What needs to be done
Rewrite these lines with "pin" swapped for "marker" everywhere it occurs, changing nothing else, and omit the pictures from your answer.
___ Data entries
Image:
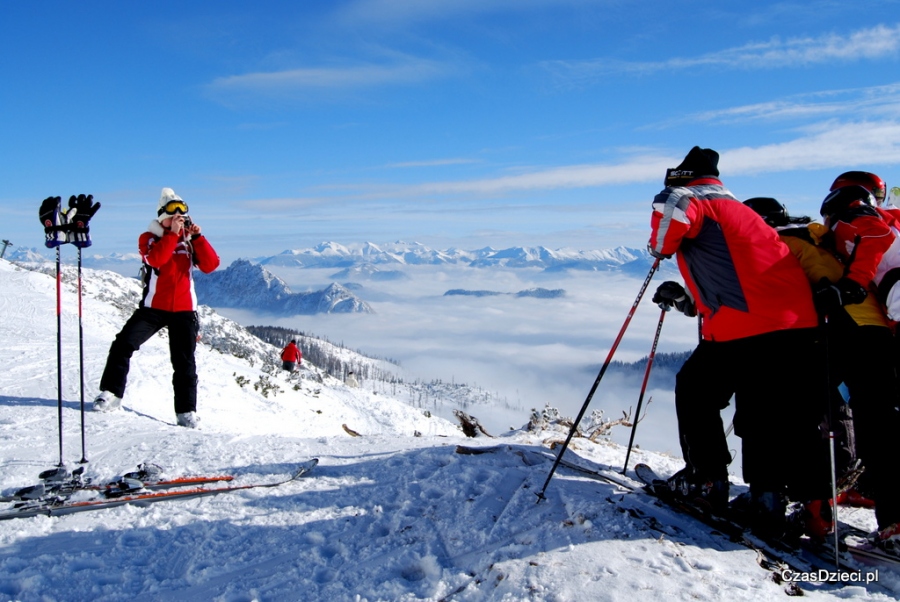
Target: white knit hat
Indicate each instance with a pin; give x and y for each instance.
(165, 197)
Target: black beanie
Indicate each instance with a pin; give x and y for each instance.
(699, 162)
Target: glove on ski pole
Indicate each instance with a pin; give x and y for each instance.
(81, 209)
(54, 222)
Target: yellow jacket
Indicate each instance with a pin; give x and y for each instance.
(818, 262)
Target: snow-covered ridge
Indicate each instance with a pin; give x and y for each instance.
(394, 514)
(250, 286)
(334, 255)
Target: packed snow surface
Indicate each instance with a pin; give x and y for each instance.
(392, 514)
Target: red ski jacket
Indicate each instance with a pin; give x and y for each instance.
(864, 238)
(744, 279)
(168, 264)
(291, 353)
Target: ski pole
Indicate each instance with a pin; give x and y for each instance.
(828, 393)
(637, 413)
(609, 357)
(59, 351)
(81, 361)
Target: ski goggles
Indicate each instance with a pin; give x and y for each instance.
(174, 207)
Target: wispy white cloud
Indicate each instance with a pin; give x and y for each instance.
(823, 146)
(404, 12)
(433, 163)
(873, 102)
(881, 41)
(344, 77)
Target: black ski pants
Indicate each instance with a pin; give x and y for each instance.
(184, 326)
(777, 411)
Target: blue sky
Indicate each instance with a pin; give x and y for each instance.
(461, 123)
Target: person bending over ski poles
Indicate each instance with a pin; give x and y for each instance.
(170, 248)
(758, 330)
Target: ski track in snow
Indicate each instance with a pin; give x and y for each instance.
(385, 516)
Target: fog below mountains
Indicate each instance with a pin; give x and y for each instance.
(530, 351)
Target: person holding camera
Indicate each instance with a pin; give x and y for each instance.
(170, 248)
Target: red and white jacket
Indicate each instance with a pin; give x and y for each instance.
(868, 240)
(168, 263)
(744, 279)
(291, 353)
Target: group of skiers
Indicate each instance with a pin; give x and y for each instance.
(794, 315)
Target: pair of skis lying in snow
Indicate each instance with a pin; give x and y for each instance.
(647, 496)
(59, 492)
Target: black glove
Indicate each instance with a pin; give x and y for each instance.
(829, 298)
(852, 292)
(54, 222)
(81, 209)
(656, 254)
(826, 297)
(671, 294)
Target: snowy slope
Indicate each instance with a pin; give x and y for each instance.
(386, 516)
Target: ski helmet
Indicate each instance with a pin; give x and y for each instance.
(867, 180)
(770, 210)
(842, 198)
(697, 163)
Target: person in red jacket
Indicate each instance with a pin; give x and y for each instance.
(758, 333)
(291, 356)
(170, 248)
(870, 250)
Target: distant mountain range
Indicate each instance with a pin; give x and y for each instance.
(539, 293)
(244, 285)
(368, 261)
(398, 254)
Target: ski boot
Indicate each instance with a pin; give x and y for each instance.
(709, 494)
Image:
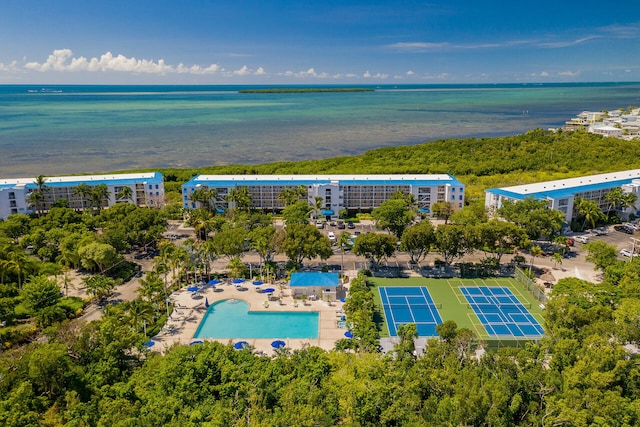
______
Correct result
Image:
Target: white knit hat
Indicate each instance with a marker; give x and y for each instance.
(165, 197)
Target: black beanie
Indicate each instance with a marker; give x and y for each instance.
(699, 162)
Target: glove on ski pole
Indicate each instance with a marker; give x and y for each instance.
(81, 209)
(54, 222)
Target: yellow jacket
Indicate each instance with a marker; give x and y for each instance.
(818, 262)
Target: snow-covered ridge
Indicate each instance with a marker; give x and y for each instance.
(394, 514)
(250, 286)
(334, 255)
Target: packed snow surface
Indicate each instance with a marker; give x and y for each instance.
(392, 514)
Target: red ski jacket
Indicate each instance with a marker; give x and y for each instance.
(864, 238)
(744, 279)
(168, 264)
(291, 353)
Target: ski pole
Indicate each instance with a marker; give x and y for each instance.
(828, 393)
(637, 413)
(609, 357)
(59, 351)
(81, 361)
Target: ski goggles
Indicate each instance with a marker; give x and y for each instance.
(174, 207)
Target: wispy white cloud
Indicate each instance with a marker; give x and y for each instance.
(823, 146)
(404, 12)
(433, 163)
(873, 102)
(881, 41)
(344, 77)
Target: black ski pants
Indicate each instance with a marker; give x and y for each instance.
(184, 326)
(777, 411)
Target: blue sky
Indicate each instance with a marker; give x and y for each instance.
(461, 123)
Target: person bending over ski poles
Indicate each instance with a marker; give x and y for each instance.
(170, 248)
(758, 330)
Target: ski track in snow
Indicate each instance with a marker; give x and y for each instance.
(385, 516)
Target: fog below mountains
Indicate each instance with a marker; give x and y for each instance.
(530, 351)
Target: person holding camera
Indicate each instance with a marker; give x and y for each instance.
(170, 248)
Target: red and white jacket
Indicate each instance with a marker; give x and y for each instance.
(868, 240)
(168, 263)
(744, 279)
(291, 353)
Target: group of skiers
Indicate each instance with a marker; give x and y for each instance.
(794, 315)
Target: pair of skis lying in snow
Indicate each instance with a marker; give x and y for each instance.
(647, 496)
(59, 492)
Target: black glove
Indicate each instance with a marker; give x and y for each instance.
(829, 298)
(852, 292)
(54, 222)
(81, 209)
(656, 254)
(826, 297)
(671, 294)
Target: snowy slope
Indicate each instance with a marker; give x and y for each instance.
(386, 516)
Target: ski helmet
Indicate each instance with a marker; give x and y for each instance.
(867, 180)
(770, 210)
(842, 198)
(697, 163)
Target: person in red jacket
Indicate each instance with a marker; give x and y for each instance.
(758, 333)
(291, 356)
(170, 248)
(870, 250)
Target: distant mountain range
Indicate each instance with a marker; give x and y for each instance.
(539, 293)
(244, 285)
(368, 261)
(398, 254)
Target: ski boot
Indicate each instance with a marker; give x and y for each instance.
(709, 494)
Image:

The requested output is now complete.